start Recorded data

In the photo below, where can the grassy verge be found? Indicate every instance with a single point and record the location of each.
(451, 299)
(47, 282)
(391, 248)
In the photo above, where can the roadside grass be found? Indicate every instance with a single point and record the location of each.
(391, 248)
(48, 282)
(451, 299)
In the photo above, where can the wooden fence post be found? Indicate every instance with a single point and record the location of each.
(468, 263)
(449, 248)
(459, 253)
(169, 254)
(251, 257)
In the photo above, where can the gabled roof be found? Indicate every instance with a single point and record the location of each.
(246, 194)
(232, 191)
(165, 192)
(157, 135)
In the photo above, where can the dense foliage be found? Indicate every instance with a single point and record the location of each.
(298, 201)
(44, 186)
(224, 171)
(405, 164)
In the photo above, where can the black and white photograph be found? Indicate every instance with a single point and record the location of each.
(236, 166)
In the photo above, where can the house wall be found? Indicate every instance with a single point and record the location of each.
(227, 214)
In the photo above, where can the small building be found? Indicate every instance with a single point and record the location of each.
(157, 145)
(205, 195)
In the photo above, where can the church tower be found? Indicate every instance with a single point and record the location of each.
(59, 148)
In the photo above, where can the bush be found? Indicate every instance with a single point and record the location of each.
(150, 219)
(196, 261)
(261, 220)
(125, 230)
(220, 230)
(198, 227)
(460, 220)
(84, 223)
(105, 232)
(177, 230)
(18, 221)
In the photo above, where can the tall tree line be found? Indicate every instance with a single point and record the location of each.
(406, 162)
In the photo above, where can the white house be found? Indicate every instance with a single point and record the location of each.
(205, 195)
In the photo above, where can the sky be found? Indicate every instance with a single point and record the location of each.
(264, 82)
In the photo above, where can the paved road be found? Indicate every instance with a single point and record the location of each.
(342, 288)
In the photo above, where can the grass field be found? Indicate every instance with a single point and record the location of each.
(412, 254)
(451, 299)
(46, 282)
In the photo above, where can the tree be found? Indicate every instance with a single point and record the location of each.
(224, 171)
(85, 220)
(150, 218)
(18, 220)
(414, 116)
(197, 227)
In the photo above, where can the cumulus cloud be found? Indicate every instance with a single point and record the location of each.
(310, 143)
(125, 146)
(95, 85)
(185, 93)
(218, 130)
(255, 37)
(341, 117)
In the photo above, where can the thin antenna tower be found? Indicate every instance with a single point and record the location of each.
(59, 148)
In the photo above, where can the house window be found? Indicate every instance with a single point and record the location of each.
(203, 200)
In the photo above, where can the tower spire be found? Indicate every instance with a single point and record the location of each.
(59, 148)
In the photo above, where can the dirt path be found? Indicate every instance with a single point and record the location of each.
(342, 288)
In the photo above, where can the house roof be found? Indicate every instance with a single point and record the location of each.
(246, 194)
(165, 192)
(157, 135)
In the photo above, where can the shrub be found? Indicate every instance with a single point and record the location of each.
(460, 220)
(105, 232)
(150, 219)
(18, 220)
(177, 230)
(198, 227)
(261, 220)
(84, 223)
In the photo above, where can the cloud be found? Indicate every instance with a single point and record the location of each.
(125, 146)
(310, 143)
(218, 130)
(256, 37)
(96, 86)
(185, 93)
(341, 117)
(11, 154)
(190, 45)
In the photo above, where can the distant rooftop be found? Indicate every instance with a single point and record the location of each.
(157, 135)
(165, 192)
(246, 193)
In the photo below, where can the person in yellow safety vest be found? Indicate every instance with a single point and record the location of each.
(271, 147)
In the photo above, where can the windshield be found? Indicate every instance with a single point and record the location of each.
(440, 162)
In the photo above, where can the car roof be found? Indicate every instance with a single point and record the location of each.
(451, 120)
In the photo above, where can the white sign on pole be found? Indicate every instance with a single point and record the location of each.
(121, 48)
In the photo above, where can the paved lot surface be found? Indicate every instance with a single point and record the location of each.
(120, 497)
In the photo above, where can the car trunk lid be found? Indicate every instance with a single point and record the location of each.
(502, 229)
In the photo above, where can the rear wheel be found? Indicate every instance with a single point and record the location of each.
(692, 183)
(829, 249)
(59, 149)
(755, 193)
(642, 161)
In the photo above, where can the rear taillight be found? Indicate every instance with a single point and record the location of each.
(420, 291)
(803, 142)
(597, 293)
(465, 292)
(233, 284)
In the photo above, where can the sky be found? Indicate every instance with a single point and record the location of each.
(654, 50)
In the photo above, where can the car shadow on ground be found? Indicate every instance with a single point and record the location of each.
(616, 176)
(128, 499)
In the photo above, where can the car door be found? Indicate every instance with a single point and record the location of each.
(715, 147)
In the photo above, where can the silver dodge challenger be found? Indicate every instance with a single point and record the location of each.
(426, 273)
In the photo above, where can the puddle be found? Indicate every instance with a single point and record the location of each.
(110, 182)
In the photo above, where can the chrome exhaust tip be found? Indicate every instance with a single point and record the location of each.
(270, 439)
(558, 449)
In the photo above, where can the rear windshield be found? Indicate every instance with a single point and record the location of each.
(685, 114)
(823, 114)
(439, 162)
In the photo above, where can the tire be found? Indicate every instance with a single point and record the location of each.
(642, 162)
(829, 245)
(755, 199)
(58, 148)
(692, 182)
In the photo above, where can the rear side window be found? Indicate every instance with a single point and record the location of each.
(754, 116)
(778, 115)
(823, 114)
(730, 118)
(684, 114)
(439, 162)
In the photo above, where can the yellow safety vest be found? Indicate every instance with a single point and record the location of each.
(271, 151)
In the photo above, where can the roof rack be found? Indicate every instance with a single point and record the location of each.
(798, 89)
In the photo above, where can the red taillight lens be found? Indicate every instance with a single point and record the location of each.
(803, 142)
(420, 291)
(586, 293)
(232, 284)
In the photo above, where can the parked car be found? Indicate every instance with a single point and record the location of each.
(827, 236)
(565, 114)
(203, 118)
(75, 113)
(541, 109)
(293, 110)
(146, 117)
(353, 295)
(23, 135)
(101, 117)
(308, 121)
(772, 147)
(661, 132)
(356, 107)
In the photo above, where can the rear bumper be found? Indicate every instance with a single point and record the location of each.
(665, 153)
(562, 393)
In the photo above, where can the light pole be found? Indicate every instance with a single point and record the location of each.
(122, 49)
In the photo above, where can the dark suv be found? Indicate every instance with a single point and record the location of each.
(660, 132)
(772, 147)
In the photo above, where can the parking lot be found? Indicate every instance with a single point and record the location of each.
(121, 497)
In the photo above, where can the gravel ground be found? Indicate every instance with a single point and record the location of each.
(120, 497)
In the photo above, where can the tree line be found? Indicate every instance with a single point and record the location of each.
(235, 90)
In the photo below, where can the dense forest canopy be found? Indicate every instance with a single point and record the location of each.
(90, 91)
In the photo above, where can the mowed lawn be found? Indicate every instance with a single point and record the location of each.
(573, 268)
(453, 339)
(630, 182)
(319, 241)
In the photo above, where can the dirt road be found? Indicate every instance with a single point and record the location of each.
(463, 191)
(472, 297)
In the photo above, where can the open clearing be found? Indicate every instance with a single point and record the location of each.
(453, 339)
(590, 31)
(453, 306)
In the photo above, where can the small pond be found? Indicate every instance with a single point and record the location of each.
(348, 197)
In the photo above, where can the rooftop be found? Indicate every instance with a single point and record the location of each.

end Recorded data

▶ **Exercise details**
Give back exactly the lines beginning at the one with "In the photo above, where can the parking" and ending at the final line of the material; both boundary lines belong in it.

▶ **Answer**
In the photo above, where can the parking lot be found? Indicate every instance with a single point and record the location of each.
(121, 497)
In the photo above, where can the gravel ground be found? Indicate every instance with a single point and record the location of each.
(120, 497)
In the photo above, where can the tree line be found? Indicate every instance with a single point and record the location of each.
(235, 90)
In the photo below, where can the dense forest canopy be found? Indicate every instance with a single point and record the location of each.
(90, 91)
In the photo above, where can the mowed lawn be found? Indicate every instance with a single point and record the location of each.
(573, 268)
(453, 339)
(630, 182)
(319, 241)
In the photo above, where can the dirt road be found? Indicate every instance with a single point and record the location of each.
(463, 191)
(472, 297)
In the photo above, where can the open clearing be found? Indicate every instance with a single point and record the location of each.
(453, 339)
(590, 31)
(453, 306)
In the photo above, where can the small pond be found? Indicate every instance with a single point and record the location of each.
(348, 197)
In the photo above, where can the rooftop be found? Indicate every instance with a single point and record the location of each.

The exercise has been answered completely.